| 本文抜粋 |
──────────────────────────────
2008/03/24

快い広告

明日のビーコンプレゼン面接に向け、今夜東京へ出発です。

風邪が順調に進行中で喉が痛いんだけど、まあ明日には何とかなるでしょう。

ならなきゃ、即興で紙芝居でもやるか!

とか書いてるうちに、DAC1次面接通過の連絡。

よしよし。


◆ 動く、というより動かす ◆

で、昨日紹介しそびれた朝日新聞「動く広告」です。

3月22日付朝日新聞夕刊より。



朝刊にも同じように告知がありましてね。

楽しみにしてたわけですが。


(テレビ欄に掲載されたもの)


(拡大図)

ちょ、これ、酔うw

てっきり、錯視的なものかと思ってんだけど、どうも違う。

実は、こんなフィルムが付いてまして。



なんかちょっと折れ曲がってたりするのは、ゴミ袋の中にくしゃくしゃにされていたのを掘り起こしたからですよ。

お母さん捨てないでって言ったでしょ!

でですね、このフィルムをさっきの異様な絵の上に重ねて、左右にスライドさせたのが次の映像です。



携帯の動画だし見にくいかもしれないけど、太田光の口が動いてるのが分かりますか?

でもこれはまだ分かりやすいほうです。

この日の夕刊の広告は小さいのを除いて全部動く仕様だったんですけど、なかにはどこがどう動いてるのかめちゃくちゃ分かりにくいものもあったりします。

それ以前にフィルムの動かし方にもコツがありまして、平行にゆっくりスライドさせなきゃ動いてるように見えない。

で、結論。

これは「動く広告」ではなく、「動かす広告」だよ。

もっと簡単で分かりやすいのならよかったけど、手間で分かりにくいから、ダメ。

これなら、前の3D広告のほうが良かったけど、どっちにしろなんか方向が違うと思う。

従来の新聞広告を変えよう、という心意気は大歓迎けど、変わってるだけじゃなんのこっちゃさっぱり分からん、と相手にされない。

まあ、こんな広告をメインにしようと言うわけじゃないんだろうけども。

新聞広告は、記事を読むためにめくっているときにハッと目に留まるところから始まると思う。

その目に留まったときに、興味云々以前に、今回の「動く広告」のように何が描かれてあるのかさっぱり分からなかったら、スルーだ。

だから僕はぜひ、いつの話か分からないけども、ペーパーディスプレイの新聞広告をやってほしい。
──────────────────────────────
| 演習課題 1 |
エントリーから、「blue」という文字列を含む行をすべて抜き出してください。大文字と小文字は区別します。
「動く広告」の文章とエントリーは、互いにまったく関係がありません。
──────────────────────────────
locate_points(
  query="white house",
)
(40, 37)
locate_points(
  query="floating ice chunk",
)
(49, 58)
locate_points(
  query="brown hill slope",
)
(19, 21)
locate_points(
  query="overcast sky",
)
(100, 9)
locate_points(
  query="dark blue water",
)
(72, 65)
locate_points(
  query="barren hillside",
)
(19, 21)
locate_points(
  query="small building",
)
──────────────────────────────
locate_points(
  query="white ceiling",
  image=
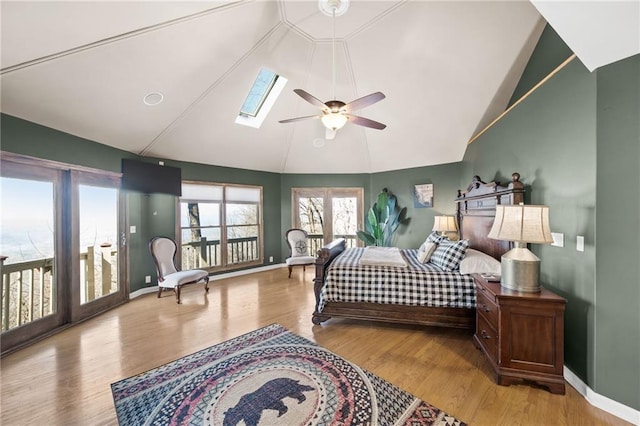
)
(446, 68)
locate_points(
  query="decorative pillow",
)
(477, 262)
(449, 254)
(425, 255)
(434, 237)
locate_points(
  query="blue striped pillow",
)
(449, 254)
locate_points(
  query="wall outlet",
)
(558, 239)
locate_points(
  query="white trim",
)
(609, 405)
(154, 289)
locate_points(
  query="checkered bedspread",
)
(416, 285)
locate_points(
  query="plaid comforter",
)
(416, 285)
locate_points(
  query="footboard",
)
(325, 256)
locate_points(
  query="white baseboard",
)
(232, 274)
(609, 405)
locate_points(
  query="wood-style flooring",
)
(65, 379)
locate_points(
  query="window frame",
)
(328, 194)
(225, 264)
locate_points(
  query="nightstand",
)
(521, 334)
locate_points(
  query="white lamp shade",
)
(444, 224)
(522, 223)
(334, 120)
──────────────────────────────
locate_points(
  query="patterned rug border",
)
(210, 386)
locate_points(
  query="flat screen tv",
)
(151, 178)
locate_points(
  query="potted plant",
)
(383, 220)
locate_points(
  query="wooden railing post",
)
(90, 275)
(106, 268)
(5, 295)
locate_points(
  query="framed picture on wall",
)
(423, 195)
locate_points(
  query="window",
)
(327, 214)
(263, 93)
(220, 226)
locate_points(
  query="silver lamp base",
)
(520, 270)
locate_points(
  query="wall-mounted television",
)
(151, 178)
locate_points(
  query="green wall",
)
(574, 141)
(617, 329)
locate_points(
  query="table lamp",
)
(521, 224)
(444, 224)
──────────────────────────────
| 演習課題 2 |
「動く広告」の文章の続きを、最後の文の後から書いてください。

| 記述回答 1 |
  query="dark blue water",
  query="blue striped pillow",

| 記述回答 2 |
これは革命を起こすと考えている。

あと、今実現できるものだったら、飛び出す絵本的なものね。

同じ紙面だったらかさばって仕方が無いだろうけど、別刷りにすれば可能だ。

こっちのほうが、ウケがいいと思うけどなあ。


◆ 好きな魚はコンゴウフグです ◆

で、もひとつ。

3月20日付朝日新聞朝刊。

美ら海水族館「美ら海図鑑―保存版―」




これは、美ら海水族館の生き物達を紹介してきた突き出し広告を、総集編として一面にまとめたもの。

単に今までの広告を集めただけでなく、「図鑑」っていう位置づけにしたが良かったのだと思う。

それに、これ以外の突き出し広告を集めても、単なるキャッチコピー集になってしまう。

で、しかもこれ、冊子状にできる。




でもねえ、めんどくさい。

何より、切る回数が多い。

こりゃ、よっぽどのヒマ人か俺じゃなきゃやらないよ。

幼稚園~小学校低学年の遊びにはピッタリかもね。

例えば、ミウラ折り的な要素を取り入れるとかしたら(これも著作権がどうこうとかあるんだろうけど)、もっと簡単に楽しめたのにな、と。


◆ 五感に訴える広告 ◆

いずれにしろ、今日取り上げた2種類の新聞広告は「読者を動かす広告」だったけど、まだまだ「動かす」力が足りないな、と感じた。

そのためには、「簡単」と「わかりやすい」の2つの要素が大事だと思う。

例えば、DVDが付いてたって、それをDVDレコーダーに入れて再生するという「手間」が必要だから、よろしくない。

もっと感覚的に訴えなきゃ。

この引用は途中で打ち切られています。